GOAL OF THE EXERCISE: All of the entries must be reproduced exactly, with no images carried over.

SUPPLIED MATERIAL:
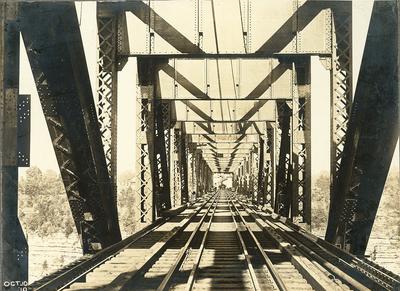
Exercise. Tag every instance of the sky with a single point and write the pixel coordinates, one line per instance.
(42, 153)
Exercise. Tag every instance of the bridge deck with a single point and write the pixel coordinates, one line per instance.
(220, 242)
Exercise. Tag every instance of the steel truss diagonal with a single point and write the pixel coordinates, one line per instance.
(63, 84)
(341, 83)
(284, 168)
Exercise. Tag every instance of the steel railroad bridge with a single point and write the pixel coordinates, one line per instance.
(224, 88)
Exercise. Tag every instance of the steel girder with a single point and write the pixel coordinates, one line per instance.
(371, 136)
(13, 245)
(270, 166)
(175, 167)
(111, 26)
(261, 172)
(184, 164)
(153, 145)
(284, 167)
(255, 29)
(301, 142)
(55, 51)
(341, 83)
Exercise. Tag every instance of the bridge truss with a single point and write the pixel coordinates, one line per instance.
(207, 101)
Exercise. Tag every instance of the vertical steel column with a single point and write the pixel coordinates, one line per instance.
(261, 172)
(175, 167)
(301, 142)
(341, 83)
(283, 185)
(144, 182)
(13, 245)
(270, 168)
(107, 23)
(184, 163)
(160, 156)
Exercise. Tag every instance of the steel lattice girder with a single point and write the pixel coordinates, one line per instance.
(341, 80)
(221, 139)
(205, 79)
(301, 141)
(261, 28)
(107, 23)
(55, 52)
(371, 137)
(283, 175)
(13, 245)
(154, 143)
(223, 128)
(270, 165)
(224, 111)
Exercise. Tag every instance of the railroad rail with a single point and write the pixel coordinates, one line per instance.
(222, 242)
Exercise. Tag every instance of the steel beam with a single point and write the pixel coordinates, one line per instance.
(301, 142)
(341, 83)
(55, 51)
(226, 128)
(224, 111)
(270, 168)
(13, 245)
(255, 29)
(107, 80)
(175, 167)
(284, 170)
(261, 172)
(371, 136)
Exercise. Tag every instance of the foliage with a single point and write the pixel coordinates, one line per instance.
(126, 203)
(44, 208)
(43, 204)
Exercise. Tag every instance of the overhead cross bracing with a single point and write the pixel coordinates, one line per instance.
(223, 88)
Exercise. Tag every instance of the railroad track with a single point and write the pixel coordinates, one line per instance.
(223, 243)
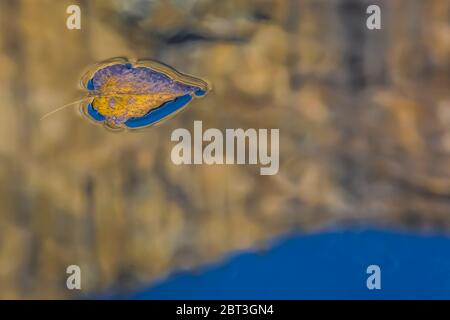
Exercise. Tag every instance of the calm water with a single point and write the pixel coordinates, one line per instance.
(329, 265)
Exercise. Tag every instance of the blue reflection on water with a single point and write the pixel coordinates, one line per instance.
(329, 265)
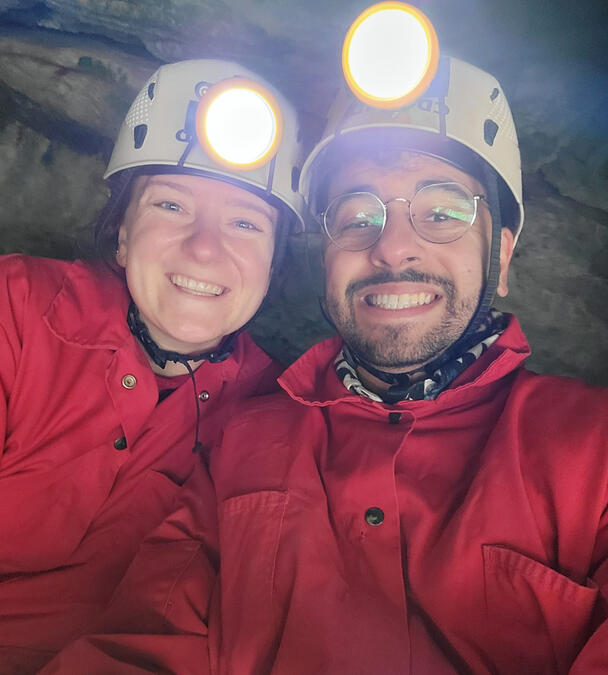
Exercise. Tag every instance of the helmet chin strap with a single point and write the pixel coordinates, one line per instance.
(160, 356)
(468, 337)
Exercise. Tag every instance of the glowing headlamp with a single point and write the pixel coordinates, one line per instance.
(390, 55)
(239, 124)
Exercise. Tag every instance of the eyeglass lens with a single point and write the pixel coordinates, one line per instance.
(440, 213)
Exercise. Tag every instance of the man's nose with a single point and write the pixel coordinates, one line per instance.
(399, 246)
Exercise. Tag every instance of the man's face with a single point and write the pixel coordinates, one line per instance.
(197, 253)
(405, 300)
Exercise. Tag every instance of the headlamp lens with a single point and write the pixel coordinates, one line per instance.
(390, 54)
(239, 124)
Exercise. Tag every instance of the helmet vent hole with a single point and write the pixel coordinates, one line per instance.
(139, 135)
(295, 178)
(490, 129)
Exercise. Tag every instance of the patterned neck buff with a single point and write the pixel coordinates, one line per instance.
(429, 381)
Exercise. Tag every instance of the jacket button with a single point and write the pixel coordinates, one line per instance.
(374, 516)
(120, 443)
(129, 381)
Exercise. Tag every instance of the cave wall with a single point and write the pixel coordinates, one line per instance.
(69, 70)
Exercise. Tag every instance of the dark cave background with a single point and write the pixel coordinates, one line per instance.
(69, 70)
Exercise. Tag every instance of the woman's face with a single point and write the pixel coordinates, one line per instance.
(197, 253)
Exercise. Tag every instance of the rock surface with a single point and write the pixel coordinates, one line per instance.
(69, 69)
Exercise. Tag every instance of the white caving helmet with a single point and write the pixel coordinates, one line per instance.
(217, 119)
(440, 106)
(453, 104)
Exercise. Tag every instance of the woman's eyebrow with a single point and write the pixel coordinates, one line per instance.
(260, 208)
(176, 186)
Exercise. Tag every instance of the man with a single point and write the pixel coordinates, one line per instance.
(415, 501)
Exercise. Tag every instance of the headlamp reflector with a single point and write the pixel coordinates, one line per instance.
(390, 55)
(239, 124)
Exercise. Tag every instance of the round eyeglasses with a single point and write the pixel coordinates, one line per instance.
(439, 213)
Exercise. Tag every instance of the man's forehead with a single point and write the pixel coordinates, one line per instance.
(363, 172)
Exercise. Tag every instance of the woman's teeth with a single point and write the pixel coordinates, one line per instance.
(402, 301)
(200, 287)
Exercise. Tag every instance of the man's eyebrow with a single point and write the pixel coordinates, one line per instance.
(364, 187)
(453, 187)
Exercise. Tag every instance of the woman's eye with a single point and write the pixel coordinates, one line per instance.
(169, 206)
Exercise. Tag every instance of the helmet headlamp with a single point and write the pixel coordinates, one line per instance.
(239, 124)
(390, 55)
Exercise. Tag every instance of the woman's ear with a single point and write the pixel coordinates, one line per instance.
(506, 252)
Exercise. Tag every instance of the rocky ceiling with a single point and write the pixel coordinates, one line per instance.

IN RESPONSE:
Exercise. Tag every instance of the sky with a single point and write the pixel coordinates, one line per instance.
(42, 153)
Exercise. Tag every instance of the bridge deck with a single point and write the pixel coordinates, one line per instance.
(220, 242)
Exercise. Tag every instance of the steel truss diagonal with a single point and write the pixel coordinates, one line per instance.
(63, 84)
(341, 83)
(284, 168)
Exercise. Tag every instance of the steel railroad bridge with a single point and write the pixel coordinates, one line per instance.
(224, 88)
Exercise. Tag every instance of the steel girder with a single point and write the pixel coordinates, one line per instance.
(371, 136)
(13, 245)
(270, 166)
(175, 167)
(111, 26)
(261, 172)
(184, 164)
(153, 145)
(284, 167)
(255, 29)
(301, 142)
(55, 51)
(341, 83)
Exercise. Tag every instance of the bridge truss with a single point and write the pixel coordinates, one line per instance.
(207, 101)
Exercise. Tag every instance of the vertical steel column with a single point and write the pixel coordinates, one line per instance.
(261, 172)
(175, 167)
(301, 142)
(341, 83)
(283, 185)
(144, 182)
(13, 245)
(270, 168)
(107, 23)
(184, 163)
(160, 156)
Exercise. Tag every instance of the steel lattice girder with a single point and write the pixel coordinates, one line per instance.
(341, 80)
(221, 139)
(205, 79)
(301, 141)
(261, 28)
(107, 23)
(55, 52)
(371, 137)
(283, 175)
(13, 245)
(154, 143)
(223, 128)
(270, 165)
(224, 111)
Exercise. Tag every instance of the railroad rail with a single point and write the pixel coordinates, one line per instance.
(222, 242)
Exercise. Tag every instance of the steel beam with a single point and write the pixel coordinates, one line per instance.
(301, 142)
(341, 83)
(55, 51)
(226, 128)
(224, 111)
(270, 168)
(13, 245)
(255, 29)
(107, 80)
(175, 167)
(284, 170)
(261, 172)
(371, 136)
Exercise. Tag every instance of the foliage with a single point and write the pixel coordinates, one line per instance.
(126, 203)
(44, 208)
(43, 204)
Exercise. Tag every instance of the overhead cross bracing with a single point and write the pixel coordinates, one line per instance.
(223, 88)
Exercise. Tag every instance of the railroad track with a single point and write the pixel coordinates, one line per instance.
(223, 243)
Exercise. Tag every instance of the calm water with a single point and write the pixel coordinates, one line per instance.
(329, 265)
Exercise. Tag every instance of the blue reflection on water with a single point and write the pixel coordinates, one line per instance.
(329, 265)
Exercise. Tag every instance of the helmet chin strap with a single point and write the pixel coordinates, one line per instance.
(160, 356)
(468, 337)
Exercise. Tag every instance of the glowing headlamp with a single point and write the pixel coordinates, one line per instance.
(390, 55)
(239, 124)
Exercise. Tag every instance of the eyeglass lens with a single point and write the pixel coordinates, one line per instance.
(440, 213)
Exercise. Tag every instance of the man's nose with a single point and write the pixel coordinates, one line per instance.
(399, 246)
Exercise. Tag every instance of the man's face with a single point and write the pixel coordinates, one line per instance.
(197, 253)
(405, 300)
Exercise. Tag every instance of the headlamp lens with a single point and write the pixel coordinates, one line per instance.
(390, 54)
(239, 124)
Exercise. Tag every instance of the helmet vent hole with a single point and write the pixel coordinates, one line per instance.
(139, 135)
(295, 178)
(490, 129)
Exercise. Tag every instance of the patterned neck buff with a single point and write the pixel coordinates, one line per instance.
(429, 381)
Exercise. Tag every instance of the jacket button with a single point and write the pixel coordinates, one line per instance.
(374, 516)
(120, 443)
(129, 381)
Exercise. Tag every instance of the cave wall with a single point and write the pixel coordinates, one line per instance.
(69, 70)
Exercise. Tag every instance of the dark cave background with a single point and write the pixel coordinates, one line per instance.
(69, 70)
Exercise. Tag every instance of the woman's face with a single point and write the pixel coordinates, one line per instance.
(197, 253)
Exercise. Tag every instance of the rock surface with a single point and write the pixel coordinates, one line per instance.
(69, 69)
Exercise. Tag every instance of the white caving helmet with a single point and write the pixel coordinates, one line per instance.
(217, 119)
(440, 106)
(453, 104)
Exercise. Tag every instance of the woman's eyebrow with a single point and write the pixel coordinates, one line per instance.
(260, 208)
(176, 186)
Exercise. Tag every instance of the man with a single point and write the pixel coordinates, one line per instance.
(415, 501)
Exercise. Tag every instance of the headlamp reflector with a single point and write the pixel coordinates, one line per instance.
(390, 55)
(239, 124)
Exercise. Tag every instance of the round eyeglasses with a single point and write the pixel coordinates, one line per instance.
(439, 213)
Exercise. Tag every instance of the man's forehead with a single point and write the pixel coordinates, one line per instance.
(363, 172)
Exercise. Tag every instance of the woman's teeth with a single point and write the pixel coordinates, one line per instance.
(402, 301)
(200, 287)
Exercise. Tag every instance of the man's eyebrow with a single point and write the pixel coordinates, one line per instance.
(364, 187)
(453, 187)
Exercise. Tag every instance of the woman's eye with a single point and write the pixel coordinates, one line per instance.
(169, 206)
Exercise. Tag every instance of the helmet headlamp with a single point and write the pixel coordinates, one line per instance.
(239, 124)
(390, 55)
Exercise. Tag every instance of the woman's ear with a single point and write the pixel coordinates, one line per instance.
(506, 252)
Exercise. Tag every instance of the rocky ceiling with a single point and write the pixel coordinates, one line per instance.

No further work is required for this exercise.